Giuseppe Toniolo ha avuto l’avventura di vivere la sua esperienza di economista in un periodo storico particolarmente difficile e assai travagliato. Sia per quanto riguarda i contrasti ideologici che intercorrevano tra l’ideologia socialista, i presupposti del libero mercato e l’avanzarsi (e farsi sempre più pressante) del capitalismo di matrice finanziaria, sia per quanto riguarda il quadro politico: la sua Treviso sarà governata dagli austriaci, dai francesi, ancora dagli austriaci e, infine dagli italiani. Fu quello un periodo travagliato anche sotto il profilo ecclesiale: egli partecipa al luminoso periodo di speranze aperte dall’enciclica Rerum novarum, ma successivamente gli è dato di dover obbedientemente accettare i pressanti “richiami” di Pio X.
Dobbiamo rammentare che fu quello un periodo storico ove le forze economiche, più che cercare profili di equo assestamento, erano interessate a far prevalere la propria posizione in aperto contrasto con quelle avversarie. Affatto veniva ricercata una soluzione che equamente trovasse una conveniente risposta alle esigenze avanzate; più che un dialogo si instaurò e si radicò lo scontro che, nel tempo, divenne inimicizia e pose barriere spesso invalicabili fra i due principali fattori della produzione: il lavoro e il capitale.
Forgiando il suo pensiero sui contenuti e sulle tracce che Leone XIII aveva impresso nella sua enciclica, Giuseppe Toniolo osservava la realtà ed avanzava risposte ponendo sempre al centro del suo discorso economico-sociale la persona umana e mai seguendo gli astratti ed anche ideologici pre-supposti di comportamento economico che venivano e vengono imperativamente attribuiti ai fattori produttivi e alle vicende economiche. Astratti perché avevano (ed ancora oggi hanno specialmente negli ambienti accademici) ruoli e comportamenti prestabiliti all’interno di modelli di impresa, e di mercato a loro volta prestabiliti, i quali sarebbero protesi solo a massimizzare o minimizzare certi risultati comportamentali. Sono questi modelli, spesso, di tipo statistico-matematico e che spesso nascono già con pretesi e prestabiliti obiettivi ideologici da postulare; modelli che spesso si riducono solo a compiacersi della loro “bontà” intrinseca e poco delle fattive soluzioni che avrebbero dovuto suggerire o apportare alla realtà che indagavano. Dobbiamo anche rilevare come in questi modelli spesso è solo il fattore capitale quello che è chiamato ad aggregare gli altri fattori produttivi e che, di conseguenza, traccia le possibili soluzioni, effettua le scelte e domina la scena.
A questi modelli capitalistici e tornacontisti si erano opposti Marx e i suoi seguaci enfatizzando, a loro volta, altri e diversi presupposti per i quali, da un lato, la proprietà privata dei mezzi di produzione (il capitale) era considerata un delitto e i diritti del fattore lavoro non era più ricompresi nella persona del lavoratore, ma erano astrattamente trasferiti nella collettività dei lavoratori di un certo paese.

Righe del dataset di puntamento di oggetti:
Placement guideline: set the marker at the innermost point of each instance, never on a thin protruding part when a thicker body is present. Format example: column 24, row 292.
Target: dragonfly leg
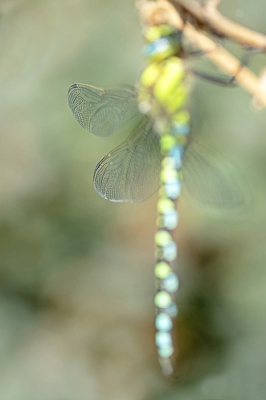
column 228, row 80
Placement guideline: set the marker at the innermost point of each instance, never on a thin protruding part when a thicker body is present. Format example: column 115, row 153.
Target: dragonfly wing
column 131, row 171
column 103, row 111
column 212, row 182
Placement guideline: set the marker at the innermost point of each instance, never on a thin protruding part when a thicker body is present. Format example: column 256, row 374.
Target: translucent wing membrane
column 103, row 111
column 212, row 181
column 131, row 171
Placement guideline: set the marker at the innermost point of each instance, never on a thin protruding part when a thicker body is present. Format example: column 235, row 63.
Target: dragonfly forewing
column 103, row 111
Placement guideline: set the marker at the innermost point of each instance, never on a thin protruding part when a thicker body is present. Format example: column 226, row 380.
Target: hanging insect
column 151, row 158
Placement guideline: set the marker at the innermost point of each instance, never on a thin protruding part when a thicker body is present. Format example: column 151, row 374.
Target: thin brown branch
column 162, row 11
column 207, row 15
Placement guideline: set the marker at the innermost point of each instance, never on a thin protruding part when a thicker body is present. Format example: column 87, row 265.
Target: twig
column 208, row 15
column 162, row 11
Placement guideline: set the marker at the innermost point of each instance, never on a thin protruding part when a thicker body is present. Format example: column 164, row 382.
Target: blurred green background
column 76, row 271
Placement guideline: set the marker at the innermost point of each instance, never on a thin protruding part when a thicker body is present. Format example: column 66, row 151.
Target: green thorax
column 162, row 88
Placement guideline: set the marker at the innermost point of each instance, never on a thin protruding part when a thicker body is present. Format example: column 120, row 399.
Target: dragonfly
column 156, row 156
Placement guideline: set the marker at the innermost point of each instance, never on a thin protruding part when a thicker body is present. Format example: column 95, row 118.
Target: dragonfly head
column 162, row 41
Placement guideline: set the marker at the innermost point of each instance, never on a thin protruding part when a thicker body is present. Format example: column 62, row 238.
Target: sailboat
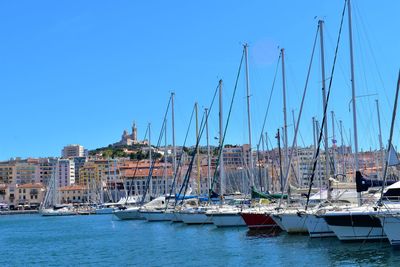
column 50, row 205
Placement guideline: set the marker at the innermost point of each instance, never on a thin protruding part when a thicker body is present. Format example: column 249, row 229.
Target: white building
column 71, row 151
column 66, row 172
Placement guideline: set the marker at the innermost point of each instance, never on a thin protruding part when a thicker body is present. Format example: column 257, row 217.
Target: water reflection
column 263, row 233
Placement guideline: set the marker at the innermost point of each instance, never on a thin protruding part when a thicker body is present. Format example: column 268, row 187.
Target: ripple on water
column 102, row 240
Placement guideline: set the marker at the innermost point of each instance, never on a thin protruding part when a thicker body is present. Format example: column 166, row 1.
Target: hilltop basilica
column 129, row 139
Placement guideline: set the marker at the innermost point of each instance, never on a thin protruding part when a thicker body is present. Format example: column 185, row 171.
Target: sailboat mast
column 165, row 159
column 284, row 108
column 319, row 161
column 208, row 150
column 353, row 94
column 334, row 171
column 297, row 149
column 267, row 164
column 380, row 135
column 251, row 168
column 314, row 138
column 343, row 149
column 390, row 138
column 327, row 166
column 173, row 134
column 278, row 136
column 198, row 149
column 150, row 160
column 221, row 136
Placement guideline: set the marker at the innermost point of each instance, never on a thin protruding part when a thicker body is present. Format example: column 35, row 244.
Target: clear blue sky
column 82, row 71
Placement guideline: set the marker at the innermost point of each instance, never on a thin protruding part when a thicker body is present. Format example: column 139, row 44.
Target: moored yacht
column 292, row 220
column 196, row 215
column 226, row 217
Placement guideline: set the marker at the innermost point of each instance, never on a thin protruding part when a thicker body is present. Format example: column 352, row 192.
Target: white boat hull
column 195, row 218
column 60, row 212
column 176, row 217
column 391, row 227
column 346, row 233
column 128, row 214
column 104, row 211
column 292, row 223
column 156, row 216
column 227, row 219
column 317, row 227
column 355, row 225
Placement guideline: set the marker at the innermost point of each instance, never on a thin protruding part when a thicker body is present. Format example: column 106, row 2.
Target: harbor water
column 102, row 240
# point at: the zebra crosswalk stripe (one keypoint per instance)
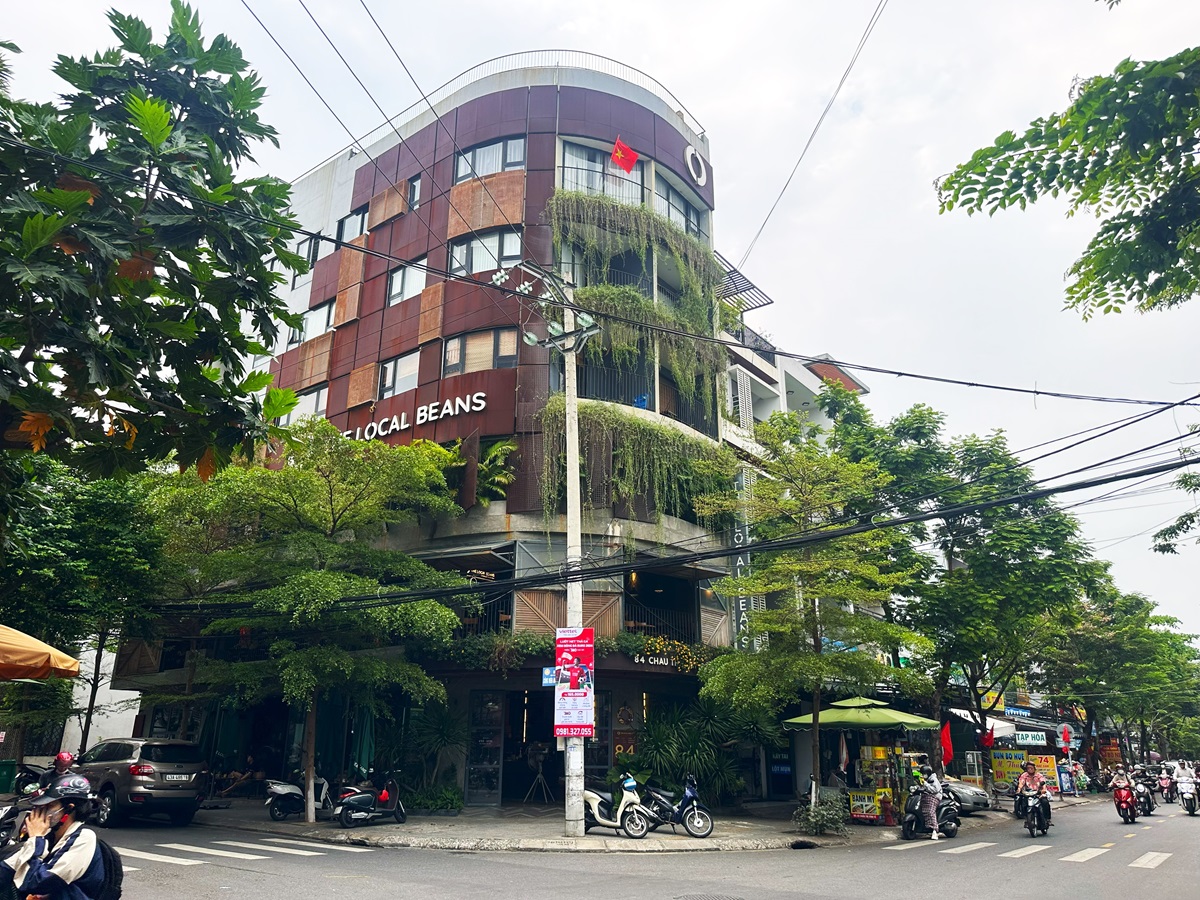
(313, 845)
(291, 851)
(1025, 851)
(969, 847)
(1084, 855)
(156, 857)
(211, 851)
(1150, 861)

▶ _Esercizio_: Secondo il testo su Giuseppe Toniolo, da chi fu governata Treviso e in quale ordine? Le righe provengono da una fonte diversa dal testo.

▶ _La soluzione_: Dagli austriaci, poi dai francesi, di nuovo dagli austriaci e infine dagli italiani.